#### [Extracted data]
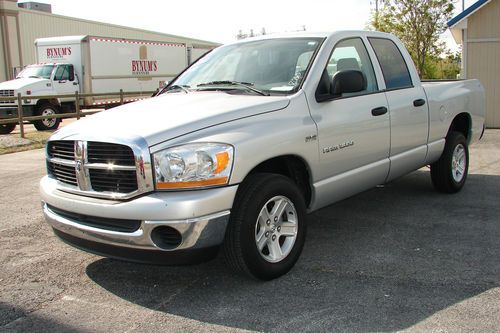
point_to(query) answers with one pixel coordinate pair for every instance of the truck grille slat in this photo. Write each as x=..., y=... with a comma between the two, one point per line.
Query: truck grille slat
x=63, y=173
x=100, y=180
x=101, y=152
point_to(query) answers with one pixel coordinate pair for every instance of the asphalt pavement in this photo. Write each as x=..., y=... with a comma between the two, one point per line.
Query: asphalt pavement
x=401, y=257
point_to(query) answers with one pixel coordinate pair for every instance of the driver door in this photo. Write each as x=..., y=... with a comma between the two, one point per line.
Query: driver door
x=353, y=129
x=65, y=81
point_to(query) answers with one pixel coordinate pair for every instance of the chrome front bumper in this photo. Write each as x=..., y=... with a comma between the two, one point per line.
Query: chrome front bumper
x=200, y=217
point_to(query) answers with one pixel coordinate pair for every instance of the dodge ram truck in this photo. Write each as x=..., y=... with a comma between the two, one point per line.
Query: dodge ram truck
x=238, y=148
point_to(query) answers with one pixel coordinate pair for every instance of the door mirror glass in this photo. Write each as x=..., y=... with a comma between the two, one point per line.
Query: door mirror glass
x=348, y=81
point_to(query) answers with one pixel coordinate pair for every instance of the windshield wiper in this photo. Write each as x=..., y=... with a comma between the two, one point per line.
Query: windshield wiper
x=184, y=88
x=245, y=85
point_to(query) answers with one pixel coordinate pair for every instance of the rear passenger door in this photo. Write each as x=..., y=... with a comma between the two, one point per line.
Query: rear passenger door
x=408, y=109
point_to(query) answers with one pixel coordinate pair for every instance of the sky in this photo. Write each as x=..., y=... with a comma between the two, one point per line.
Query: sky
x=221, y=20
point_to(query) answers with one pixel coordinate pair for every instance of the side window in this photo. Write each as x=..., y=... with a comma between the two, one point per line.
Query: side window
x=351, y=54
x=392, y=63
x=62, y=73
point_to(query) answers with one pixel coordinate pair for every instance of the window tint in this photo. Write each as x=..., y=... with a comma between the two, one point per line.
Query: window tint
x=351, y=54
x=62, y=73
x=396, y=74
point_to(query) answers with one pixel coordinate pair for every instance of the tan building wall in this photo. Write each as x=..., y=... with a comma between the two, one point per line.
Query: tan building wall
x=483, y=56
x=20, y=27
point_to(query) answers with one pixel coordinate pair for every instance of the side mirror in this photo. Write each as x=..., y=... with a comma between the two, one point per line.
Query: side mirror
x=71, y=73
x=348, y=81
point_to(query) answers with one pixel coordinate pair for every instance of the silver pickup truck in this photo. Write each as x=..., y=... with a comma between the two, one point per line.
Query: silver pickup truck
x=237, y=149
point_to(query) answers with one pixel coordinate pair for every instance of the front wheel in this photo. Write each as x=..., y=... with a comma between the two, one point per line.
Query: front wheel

* * *

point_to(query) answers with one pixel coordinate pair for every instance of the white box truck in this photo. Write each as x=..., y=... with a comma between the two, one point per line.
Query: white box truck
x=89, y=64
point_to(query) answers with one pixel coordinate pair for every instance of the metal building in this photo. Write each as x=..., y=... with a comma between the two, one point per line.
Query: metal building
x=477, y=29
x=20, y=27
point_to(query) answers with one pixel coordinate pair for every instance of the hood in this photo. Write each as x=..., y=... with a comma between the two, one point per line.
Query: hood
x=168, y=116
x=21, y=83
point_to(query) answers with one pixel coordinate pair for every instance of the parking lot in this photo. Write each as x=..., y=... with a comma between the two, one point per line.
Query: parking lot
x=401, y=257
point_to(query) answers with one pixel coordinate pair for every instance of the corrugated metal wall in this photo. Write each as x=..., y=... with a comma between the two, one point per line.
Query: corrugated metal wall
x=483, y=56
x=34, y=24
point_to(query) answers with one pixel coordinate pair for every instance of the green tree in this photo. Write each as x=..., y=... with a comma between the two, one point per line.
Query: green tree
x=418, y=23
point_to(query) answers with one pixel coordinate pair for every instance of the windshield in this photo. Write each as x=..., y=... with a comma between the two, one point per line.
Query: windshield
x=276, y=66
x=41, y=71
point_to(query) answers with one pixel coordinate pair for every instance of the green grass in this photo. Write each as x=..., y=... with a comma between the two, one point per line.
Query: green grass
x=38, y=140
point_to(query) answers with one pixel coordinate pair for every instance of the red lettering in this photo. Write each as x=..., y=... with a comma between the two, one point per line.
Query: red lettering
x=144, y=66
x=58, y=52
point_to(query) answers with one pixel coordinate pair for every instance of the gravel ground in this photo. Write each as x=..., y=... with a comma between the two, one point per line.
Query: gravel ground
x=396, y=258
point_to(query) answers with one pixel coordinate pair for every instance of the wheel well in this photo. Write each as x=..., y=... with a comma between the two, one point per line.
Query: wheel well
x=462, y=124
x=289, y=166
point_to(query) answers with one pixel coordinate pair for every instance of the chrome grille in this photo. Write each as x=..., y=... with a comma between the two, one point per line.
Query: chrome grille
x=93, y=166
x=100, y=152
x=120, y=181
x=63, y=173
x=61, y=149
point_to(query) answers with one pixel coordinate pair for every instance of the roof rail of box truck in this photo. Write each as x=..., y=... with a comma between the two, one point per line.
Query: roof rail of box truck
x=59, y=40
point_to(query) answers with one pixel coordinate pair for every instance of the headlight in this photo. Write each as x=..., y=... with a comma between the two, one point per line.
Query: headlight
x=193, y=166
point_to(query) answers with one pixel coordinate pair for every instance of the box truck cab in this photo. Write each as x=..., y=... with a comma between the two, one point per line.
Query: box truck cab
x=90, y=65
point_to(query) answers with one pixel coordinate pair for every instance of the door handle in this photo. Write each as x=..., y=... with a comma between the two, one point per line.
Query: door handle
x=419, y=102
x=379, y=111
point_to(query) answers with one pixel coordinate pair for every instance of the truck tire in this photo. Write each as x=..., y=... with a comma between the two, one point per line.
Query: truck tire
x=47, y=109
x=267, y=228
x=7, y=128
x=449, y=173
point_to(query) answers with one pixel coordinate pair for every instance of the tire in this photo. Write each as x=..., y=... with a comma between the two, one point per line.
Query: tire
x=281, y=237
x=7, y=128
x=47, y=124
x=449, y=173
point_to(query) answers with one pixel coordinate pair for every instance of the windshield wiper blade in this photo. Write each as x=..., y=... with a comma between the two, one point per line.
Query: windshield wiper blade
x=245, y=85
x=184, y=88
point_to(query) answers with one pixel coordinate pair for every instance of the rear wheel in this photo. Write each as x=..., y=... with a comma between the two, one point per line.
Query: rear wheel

#### [Exercise instructions]
In the listing above, locate the line containing "Query: tire" and the line containing "Query: rear wheel". Extract those two lines and every line between them, exactly as written, and only those.

#### [Solution below]
Query: tire
x=281, y=237
x=7, y=128
x=47, y=124
x=449, y=173
point_to(query) answers with one pixel coordinate pair for every instance of the windshield wiper blade in this photo. Write each as x=..., y=... with a comma between the two, one point per line.
Query: windshield wiper blade
x=245, y=85
x=184, y=88
point_to(query) answers with one pixel coordinate pair for every instance of the rear wheel in this photo. Write each as x=..., y=... with a comma between the two, one point per line.
Query: rear wheel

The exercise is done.